══ PAGE EXCERPT
Although a couple of my former pupils died by suicide as young adults, in my ignorance, I put these down to tragic, but unexplained, mental health breakdowns. It was a bitter irony that in the last 12 years of my teaching career, my elder son, Patrick, was suffering a gradual breakdown in his mental health, exacerbated by drug addiction, which culminated in his suicide, at the age of 25, in 2015. It is to my eternal shame that not once in those 12 years did I take seriously his fairly regular outbursts that life was not worth living and that he intended to kill himself one day. While desperately worried about his drug addiction and half expecting an overdose too far at some stage, I convinced myself that the more he talked about suicide, the less likely he was to die by it.

Harry’s son, Patrick

Having considered myself to be a relatively emotionally intelligent and compassionate head teacher, with always an eye to supporting pupils with dyslexia, dyspraxia, ADHD and the like, throughout my career, the death of my son was the harshest of wake-up calls for me. Patrick’s mental health difficulties were incubated at a very early age and had he, his teachers, his friends and his family some knowledge of his vulnerability to suicide and how we could have taken action to prevent it, then he might be alive today. Unfortunately, the GPs and the mental health professionals we encountered in our efforts to help Patrick, were unable to do so. With our mental health system so dreadfully overstretched and underfunded, I have more belief in the education system’s potential to support children through mental health crises that can lead to suicidal ideation.

Today, as a trustee of PAPYRUS, the only national charity dedicated to the prevention of young suicide, I go into schools and colleges and talk regularly both to teachers and pupils. I have been struck by how so many of the events in schools, supporting our charity and its work, are driven by the pupils themselves. They demonstrate an awareness and passionate concern about the potentially fatal consequences of mental health conditions, which is not always matched by their elders, although I am constantly impressed by teachers’ willingness and commitment to support their young people. As a group, pupils and their teachers really want to learn how they can protect themselves and their school community from the unimaginable tragedy of a young person’s suicide. Hence the need for age-appropriate suicide prevention education in every school.
════
▸ **QUESTIONS ON THE MATERIAL**:
1 – Rewrite the excerpt on suicide prevention between "Having considered myself" and "to suicidal ideation.", inclusive, swapping in "school principal" for "head teacher".
2 – Summarize the excerpt on suicide prevention in two sentences.
3 – Answer these questions on the excerpt on suicide prevention:
(a) At what age and in what year did Patrick die?
(b) How is PAPYRUS described?
(c) During how many years of the author's teaching career was Patrick's mental health breaking down?
The material after this has no connection to the excerpt on suicide prevention.
══ PROVIDED INFORMATION
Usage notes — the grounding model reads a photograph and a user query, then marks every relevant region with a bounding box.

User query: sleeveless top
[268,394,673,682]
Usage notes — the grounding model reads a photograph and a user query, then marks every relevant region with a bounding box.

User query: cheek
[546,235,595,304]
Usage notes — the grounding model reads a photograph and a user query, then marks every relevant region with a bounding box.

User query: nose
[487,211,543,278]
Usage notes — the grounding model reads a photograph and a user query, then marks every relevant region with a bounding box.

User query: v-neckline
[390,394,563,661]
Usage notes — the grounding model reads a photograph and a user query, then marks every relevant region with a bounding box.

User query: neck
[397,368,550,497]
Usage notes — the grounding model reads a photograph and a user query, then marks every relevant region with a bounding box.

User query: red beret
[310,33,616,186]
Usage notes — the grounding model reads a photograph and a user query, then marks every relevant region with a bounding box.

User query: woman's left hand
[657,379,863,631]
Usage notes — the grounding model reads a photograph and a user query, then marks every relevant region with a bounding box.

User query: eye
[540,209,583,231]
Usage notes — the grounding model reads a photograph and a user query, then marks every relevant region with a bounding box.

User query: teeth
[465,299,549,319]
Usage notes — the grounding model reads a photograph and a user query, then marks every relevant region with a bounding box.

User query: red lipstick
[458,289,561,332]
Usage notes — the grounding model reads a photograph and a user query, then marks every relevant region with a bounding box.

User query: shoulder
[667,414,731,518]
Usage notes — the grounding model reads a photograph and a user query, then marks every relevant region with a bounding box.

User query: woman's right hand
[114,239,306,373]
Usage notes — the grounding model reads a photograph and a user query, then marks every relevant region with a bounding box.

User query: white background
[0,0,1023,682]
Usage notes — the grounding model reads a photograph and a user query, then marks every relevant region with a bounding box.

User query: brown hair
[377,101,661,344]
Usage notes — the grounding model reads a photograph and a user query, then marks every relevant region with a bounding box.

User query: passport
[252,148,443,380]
════
══ PROVIDED INFORMATION
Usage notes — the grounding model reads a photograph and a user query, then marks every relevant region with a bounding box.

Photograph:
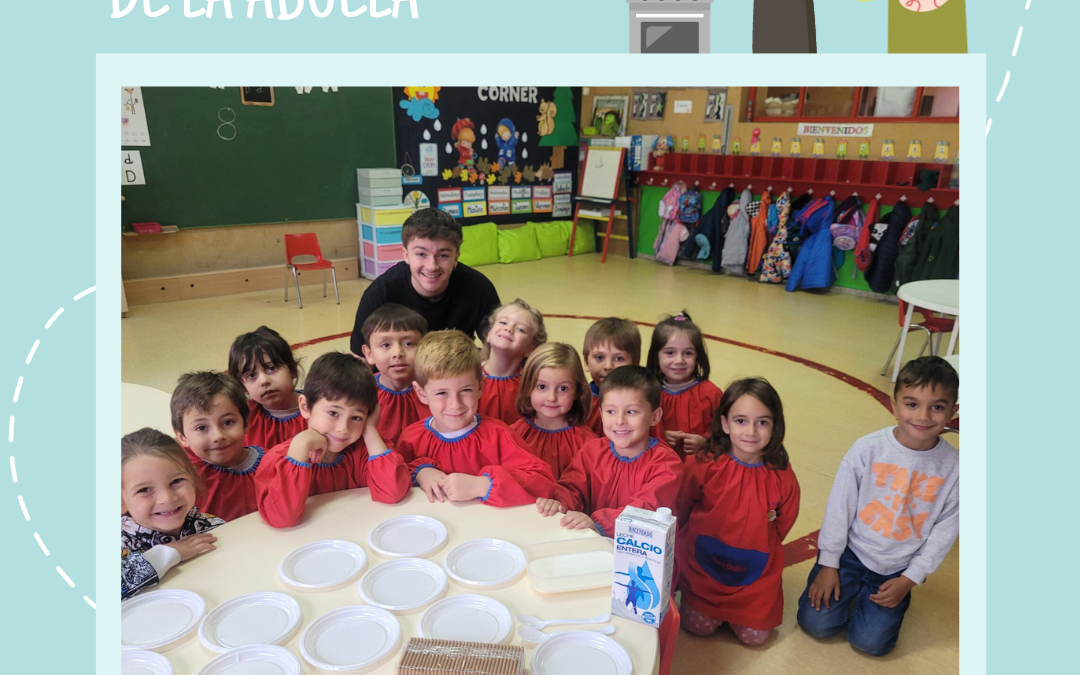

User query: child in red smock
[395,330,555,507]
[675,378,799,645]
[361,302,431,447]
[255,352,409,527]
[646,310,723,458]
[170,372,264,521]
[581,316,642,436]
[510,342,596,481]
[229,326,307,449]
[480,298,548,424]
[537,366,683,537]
════
▸ **OUTPUTS IN ORDER**:
1 –
Having considered myself to be a relatively emotionally intelligent and compassionate school principal, with always an eye to supporting pupils with dyslexia, dyspraxia, ADHD and the like, throughout my career, the death of my son was the harshest of wake-up calls for me. Patrick’s mental health difficulties were incubated at a very early age and had he, his teachers, his friends and his family some knowledge of his vulnerability to suicide and how we could have taken action to prevent it, then he might be alive today. Unfortunately, the GPs and the mental health professionals we encountered in our efforts to help Patrick, were unable to do so. With our mental health system so dreadfully overstretched and underfunded, I have more belief in the education system’s potential to support children through mental health crises that can lead to suicidal ideation.

2 – The author, once a head teacher, never took seriously a son's frequent statements that life was not worth living, and Patrick died by suicide at 25 in 2015 after a gradual mental health breakdown made worse by drug addiction. Now a trustee of PAPYRUS, the author talks to teachers and pupils in schools and calls for age-appropriate suicide prevention education in every school, having more belief in the education system than in an overstretched, underfunded mental health system.

3 –
(a) At age 25, in 2015.
(b) As the only national charity dedicated to the prevention of young suicide.
(c) The last 12 years.